_CONSEGNA 1_
Estrai parola per parola tutte le righe dei record, escludendo le immagini.
_CONSEGNA 2_
Estendi l'articolo sulla nullità del matrimonio e sul divorzio, proseguendo dopo la sua ultima frase.

_ARTICOLO_
^^^^^^^^^^^^^^^^

Ricordiamo che invece i Matrimoni riconosciuti “nulli” dalla Chiesa, dopo un Processo apposito che lo certifichi, indicano che tali Matrimoni non sono stati celebrati validamente e come tali non sussistono; perché invece, in caso di validità, essendo appunto il Matrimonio cristiano un Sacramento e quindi opera di Dio, nessuno, nemmeno un Papa e tanto meno gli sposi stessi – e neppure alcuna evenienza che subentri dopo la celebrazione, durante tutta la vita – può scioglierlo. E’ dunque erroneo dire che la Chiesa “annulla” dei Matrimoni (come è un falso ‘luogo comune’ che ci vogliano molti soldi per tale Processo); la Chiesa, in modo ufficiale, cioè attraverso i Tribunali ecclesiastici diocesani (altro erroneo luogo comune: non è necessario, tranne in casi eccezionali, ricorrere a quello vaticano storicamente detto “Sacra Rota”), può riconoscere un matrimonio come “nullo”, in quanto invalidamente celebrato e quindi di fronte a Dio da sempre inesistente (anche se fosse durato anni, persino con prole).
Infine, la legge che ha introdotto il divorzio in Italia richiederebbe comunque da parte degli avvocati e del giudice il dovere di certificare se esistano davvero le cause gravi che portino a tale decisione e di fare il possibile per evitarlo; tutto questo non viene ovviamente quasi mai osservato (come sarà anche per la legge 194 sull’aborto!). Eppure, come testimoniano consultori e associazioni cattoliche, certe crisi si possono superare con un particolare aiuto (oltre che e soprattutto con la conversione e la grazia di Dio).
La legge fu in seguito ulteriormente peggiorata (v. News del 8.06.2014).

^^^^^^^^^^^^^^^^

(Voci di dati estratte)
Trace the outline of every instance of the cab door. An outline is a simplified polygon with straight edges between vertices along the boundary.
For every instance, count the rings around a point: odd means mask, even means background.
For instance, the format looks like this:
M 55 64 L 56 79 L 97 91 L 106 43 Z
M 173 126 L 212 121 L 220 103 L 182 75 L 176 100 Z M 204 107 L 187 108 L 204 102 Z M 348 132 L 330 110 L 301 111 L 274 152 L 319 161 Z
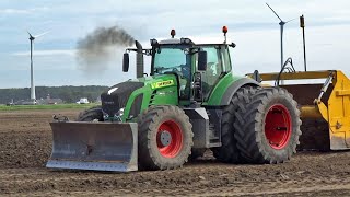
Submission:
M 218 45 L 203 46 L 201 49 L 207 51 L 207 70 L 201 74 L 203 100 L 207 101 L 222 77 L 222 56 Z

^^^^^^^^^^^^^^^^

_ESITO 1_
Trace the outline of every instance of the cab door. An outline is a simplified polygon with straight edges between vertices along the boundary.
For every instance, count the rings around a point: odd means mask, even means background.
For instance, the format looks like this:
M 55 64 L 56 79 L 97 91 L 106 43 Z
M 173 126 L 212 121 L 220 103 L 182 75 L 176 100 Z M 204 107 L 187 108 L 204 102 Z M 348 132 L 330 110 L 301 111 L 274 152 L 319 161 Z
Submission:
M 218 45 L 203 46 L 201 49 L 207 51 L 207 70 L 201 74 L 203 100 L 207 101 L 222 77 L 222 56 Z

_ESITO 2_
Ad esempio, la Legge n. 55 del 6.05.2015, che introduce il cosiddetto “divorzio breve”, permette di giungere al divorzio senza aspettare 3 anni (prima erano 5), ma solo 12 mesi per la separazione giudiziale e 6 mesi per quella consensuale, indipendentemente dalla presenza o meno di figli. Insomma, ci si può sposare e già divorziare dopo 6 mesi dal Matrimonio!
A questo punto ci si può persino chiedere perché lo Stato stia ancora a legiferare sul matrimonio, quando tale “contratto pubblico” (in quanto ha una valenza sociale) può avere valore solo per 6 mesi e quando è persino più conveniente (anche economicamente e fiscalmente) essere “single” o conviventi. Perché poi le attuali politiche (in genere di sinistra) si danno tanto da fare in Occidente per ammettere legami giuridici a “coppie di fatto” o si considera così urgente legiferare persino su matrimoni omosessuali, quando quasi nessuno tra i giovani vuole più sposarsi? A questo punto, secondo questa logica, lasciamo che ognuno faccia e disfi quel che vuole, senza più leggi dello Stato in merito (cioè: anarchia)! Infatti una fetta continuamente crescente di giovani opta per la convivenza libera, senza bisogno neppure di vincoli statali: e ciò pare pure più conveniente anche economicamente. (Paradossalmente, secondo il pensiero unico dominante, pare che a volersi unire di fronte allo Stato siano solo le coppie omosessuali! Anche in questo caso si dimostra così che certe battaglie laiciste sono solo polemiche e distruttrici della società, specialmente dei fondamenti storici della nostra civiltà cristiana).
La riprova è che in questi ultimi anni sono crollati i matrimoni, a favore delle libere convivenze.
Ecco alcune conseguenze della legge in questi 50 anni!(in Italia)
Divorziati:
1991: 375.569
2011: 1.363.000
2016: 1.671.534
Divorzi:
1971: 17.134
1972: 31.717
2001: 40.051 (nonostante il costante calo della popolazione e degli stessi matrimoni)
2011: 53.806
2015 (dopo l’introduzione del cosiddetto “divorzio breve”): 82.469 (+57% in un anno!)
1995: 290.000 matrimoni e 52.000 separazioni
2011: 204.000 matrimoni e 89.000 separazioni
2017: 1.563.797 divorziati (633.402 uomini; 930.395 donne)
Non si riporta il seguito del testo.